:: DIRECTION ::
Extract every line of the material below that contains the word "shelf". Matching is case-sensitive.

:: ENTRIES SUPPLIED ::
--
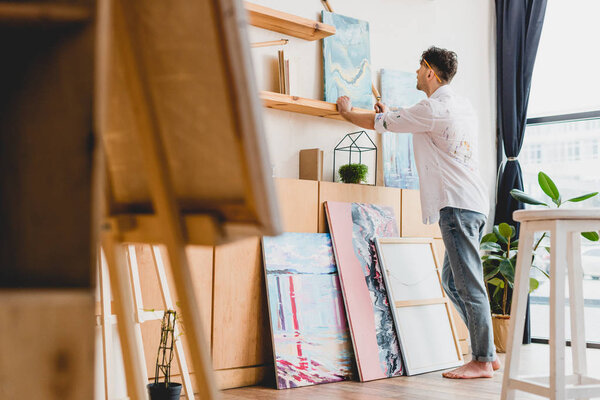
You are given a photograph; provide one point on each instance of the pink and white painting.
(311, 340)
(353, 228)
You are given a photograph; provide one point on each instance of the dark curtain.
(518, 30)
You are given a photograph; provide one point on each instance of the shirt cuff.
(380, 123)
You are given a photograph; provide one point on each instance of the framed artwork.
(347, 61)
(353, 228)
(398, 89)
(311, 340)
(422, 313)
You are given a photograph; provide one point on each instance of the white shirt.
(444, 129)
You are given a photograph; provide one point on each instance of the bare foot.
(496, 364)
(473, 369)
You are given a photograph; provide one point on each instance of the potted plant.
(500, 255)
(353, 173)
(499, 260)
(165, 390)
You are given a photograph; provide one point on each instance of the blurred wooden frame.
(186, 160)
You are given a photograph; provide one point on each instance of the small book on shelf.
(284, 76)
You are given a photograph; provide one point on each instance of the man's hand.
(344, 104)
(380, 107)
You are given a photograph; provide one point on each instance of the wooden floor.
(430, 386)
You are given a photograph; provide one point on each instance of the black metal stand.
(350, 143)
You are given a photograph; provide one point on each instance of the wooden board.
(289, 24)
(317, 108)
(240, 377)
(46, 147)
(412, 222)
(161, 79)
(46, 14)
(47, 344)
(422, 314)
(311, 164)
(345, 192)
(240, 334)
(298, 203)
(201, 263)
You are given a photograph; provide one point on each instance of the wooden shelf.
(42, 13)
(302, 105)
(288, 24)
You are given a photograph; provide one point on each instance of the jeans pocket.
(472, 222)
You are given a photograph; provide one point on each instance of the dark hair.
(444, 61)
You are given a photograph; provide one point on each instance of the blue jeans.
(462, 277)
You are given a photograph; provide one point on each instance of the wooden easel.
(186, 159)
(108, 319)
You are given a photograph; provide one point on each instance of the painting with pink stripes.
(353, 228)
(311, 341)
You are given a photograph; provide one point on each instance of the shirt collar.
(442, 90)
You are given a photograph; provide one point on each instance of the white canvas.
(427, 337)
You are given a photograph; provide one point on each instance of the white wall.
(400, 30)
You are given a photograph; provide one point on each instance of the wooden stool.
(565, 227)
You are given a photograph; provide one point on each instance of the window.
(562, 139)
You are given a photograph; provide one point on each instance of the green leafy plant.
(551, 190)
(353, 173)
(500, 249)
(499, 263)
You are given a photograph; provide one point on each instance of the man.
(444, 128)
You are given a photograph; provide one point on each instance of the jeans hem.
(484, 358)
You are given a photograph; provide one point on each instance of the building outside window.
(561, 139)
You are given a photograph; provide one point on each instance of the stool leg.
(518, 308)
(578, 345)
(558, 263)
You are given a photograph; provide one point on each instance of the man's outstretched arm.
(362, 119)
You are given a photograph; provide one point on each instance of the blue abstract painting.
(398, 90)
(311, 339)
(347, 61)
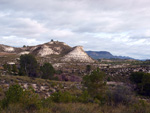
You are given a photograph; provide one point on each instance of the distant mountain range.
(54, 50)
(105, 55)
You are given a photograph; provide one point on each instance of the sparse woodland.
(92, 95)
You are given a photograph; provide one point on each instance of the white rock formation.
(45, 50)
(8, 49)
(77, 54)
(24, 52)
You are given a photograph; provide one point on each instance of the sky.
(121, 27)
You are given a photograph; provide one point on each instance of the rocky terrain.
(104, 55)
(51, 50)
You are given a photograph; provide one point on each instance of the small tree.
(88, 68)
(95, 84)
(47, 71)
(28, 65)
(142, 81)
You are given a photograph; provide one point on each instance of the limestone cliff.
(77, 55)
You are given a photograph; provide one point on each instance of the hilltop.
(53, 51)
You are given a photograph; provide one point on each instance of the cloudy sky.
(121, 27)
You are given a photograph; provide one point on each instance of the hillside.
(104, 55)
(53, 51)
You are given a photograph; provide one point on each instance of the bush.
(120, 95)
(47, 71)
(28, 66)
(142, 81)
(13, 95)
(95, 84)
(64, 97)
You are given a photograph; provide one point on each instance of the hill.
(104, 55)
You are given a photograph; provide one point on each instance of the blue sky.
(120, 27)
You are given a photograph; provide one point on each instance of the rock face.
(4, 48)
(45, 50)
(77, 55)
(54, 50)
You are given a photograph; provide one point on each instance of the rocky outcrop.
(45, 50)
(6, 48)
(54, 50)
(77, 55)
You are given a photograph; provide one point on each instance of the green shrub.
(142, 81)
(120, 95)
(13, 95)
(64, 97)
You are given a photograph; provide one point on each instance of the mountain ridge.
(105, 55)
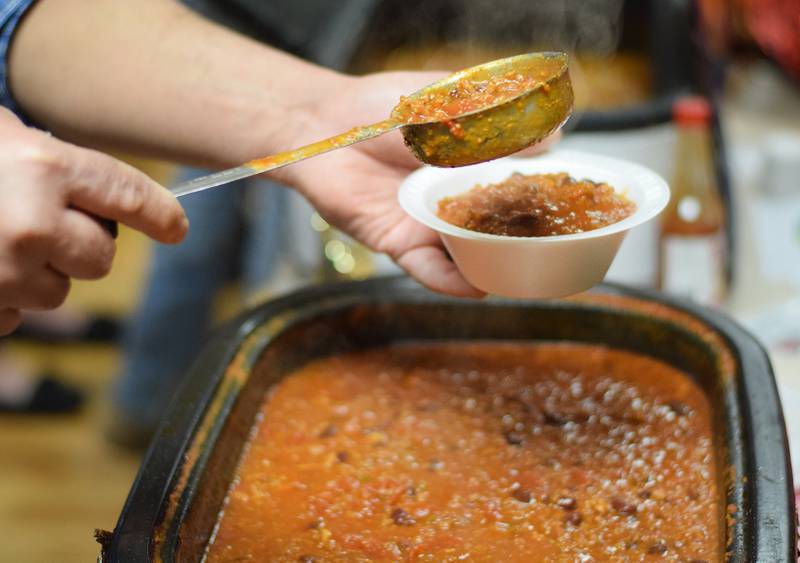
--
:: EXERCISE RESULT ::
You are given a photograph; provide one point on each instance of the small book on shelf.
You are given a photograph; provide one point on each instance of the wooden shelf.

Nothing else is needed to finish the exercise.